_Set problem_:
Reproduce the following material exactly, including every line.

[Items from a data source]
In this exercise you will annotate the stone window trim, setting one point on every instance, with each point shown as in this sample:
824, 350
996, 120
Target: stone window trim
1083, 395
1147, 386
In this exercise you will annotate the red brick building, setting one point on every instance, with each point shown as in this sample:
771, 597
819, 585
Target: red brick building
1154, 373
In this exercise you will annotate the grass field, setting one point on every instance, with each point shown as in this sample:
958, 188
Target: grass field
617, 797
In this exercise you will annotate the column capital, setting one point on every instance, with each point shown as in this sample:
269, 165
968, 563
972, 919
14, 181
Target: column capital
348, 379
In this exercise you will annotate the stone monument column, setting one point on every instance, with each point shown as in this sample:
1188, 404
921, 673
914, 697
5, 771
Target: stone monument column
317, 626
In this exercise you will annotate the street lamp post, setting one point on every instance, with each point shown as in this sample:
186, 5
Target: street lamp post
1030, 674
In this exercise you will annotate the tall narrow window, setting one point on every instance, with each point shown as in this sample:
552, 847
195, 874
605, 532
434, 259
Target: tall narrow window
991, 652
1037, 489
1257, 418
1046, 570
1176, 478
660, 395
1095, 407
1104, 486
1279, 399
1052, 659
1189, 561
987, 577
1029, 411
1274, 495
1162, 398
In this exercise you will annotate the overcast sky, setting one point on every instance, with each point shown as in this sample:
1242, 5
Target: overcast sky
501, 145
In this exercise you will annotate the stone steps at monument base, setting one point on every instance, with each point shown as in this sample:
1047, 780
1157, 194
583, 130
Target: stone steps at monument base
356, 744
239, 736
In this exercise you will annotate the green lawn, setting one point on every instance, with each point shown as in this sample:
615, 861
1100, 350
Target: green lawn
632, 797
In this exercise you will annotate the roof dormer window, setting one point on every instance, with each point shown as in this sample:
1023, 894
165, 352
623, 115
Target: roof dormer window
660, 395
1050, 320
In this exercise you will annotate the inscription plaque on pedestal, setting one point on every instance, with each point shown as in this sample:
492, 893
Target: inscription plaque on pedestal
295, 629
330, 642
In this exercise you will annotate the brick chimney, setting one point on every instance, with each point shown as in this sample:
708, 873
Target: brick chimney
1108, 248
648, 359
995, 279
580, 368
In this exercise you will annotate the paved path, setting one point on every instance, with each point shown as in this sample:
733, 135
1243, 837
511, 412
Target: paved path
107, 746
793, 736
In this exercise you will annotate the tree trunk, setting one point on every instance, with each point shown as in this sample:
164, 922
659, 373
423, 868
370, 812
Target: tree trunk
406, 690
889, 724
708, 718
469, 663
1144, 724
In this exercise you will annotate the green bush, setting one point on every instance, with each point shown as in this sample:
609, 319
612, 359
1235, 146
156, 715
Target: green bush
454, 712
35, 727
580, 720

_Full answer_:
In this exercise you will annotate the stone window trim, setting one point on every instance, with each point shown as in this sample:
824, 350
996, 120
Target: stone window trim
1083, 395
1147, 386
In this exercise you will annotate the red brick building, setting one point on every instance, with each point shown as in this sample:
771, 597
819, 585
Target: red brick building
1154, 373
In this exercise you will annotate the grass field, setting one point on every instance, with each point shown as in this sample:
958, 188
Target: grass field
617, 797
In this exercise you will annotate the column capital, setting one point on every instance, with each point shown as in this sample:
269, 165
968, 563
972, 919
14, 181
Target: column capital
348, 379
In this exercise you will annotate the stone monument column, setting one point on every instance, with each point shown as in this sample:
1188, 404
921, 673
914, 697
5, 771
Target: stone monument column
317, 626
In this exercise you will annotate the street lamp post, setting one point on every instance, with each point shown as in this sample:
186, 5
Target: street lamp post
1030, 674
In this exercise you will annotate the tall narrow window, setting one point on every instance, with each point shown as in this sample:
552, 847
195, 874
605, 532
434, 259
Target: tall narrow window
991, 652
1037, 489
1257, 418
1046, 570
1176, 478
660, 395
1095, 407
1104, 486
1279, 399
1052, 659
1189, 561
987, 577
1029, 411
1274, 495
1162, 398
In this exercise you will annotate the overcast sky, setting one point on every instance, with each point shown as in this sample:
1242, 5
Target: overcast sky
501, 145
In this exercise you will annotate the stone steps at monument base, setting one point on every instance, with each point shown as in this sample:
1047, 780
1157, 194
583, 130
Target: stone steps at monument base
356, 744
239, 736
In this exercise you will annotate the green lawn, setting one point on every instance, with each point shown as in this sample:
615, 861
1100, 350
Target: green lawn
632, 797
In this exercise you will annotate the roof dormer window, setting one point on every instance, with each point shown as in this sample:
1023, 894
165, 352
623, 115
Target: roof dormer window
660, 395
1050, 320
In this exercise you will annotate the inscription plaque on pedestal, setting one point on every instance, with each point shown as in this sample:
492, 893
Target: inscription plaque on pedestal
295, 629
330, 642
In this exercise you will annotate the brick chimney, setting one point on every instance, with each point shown as in this sample:
708, 873
Target: brick chimney
1108, 248
648, 359
995, 279
580, 368
In this exercise you will annotate the paved path, setting one point on every instance, with each point shown as in this sample:
733, 135
1243, 837
511, 412
Target: paved path
107, 746
793, 736
In this exercise you will annotate the tree trunk, setting one point on every instance, with each point shown as in this sample:
164, 922
659, 373
423, 868
370, 812
Target: tree trunk
406, 690
889, 724
708, 718
469, 663
1144, 724
In this exercise you will annotate the green bush, setting one point on every instance, with each point shown as in this sample:
609, 319
612, 359
1235, 146
156, 715
Target: green bush
454, 712
35, 727
580, 720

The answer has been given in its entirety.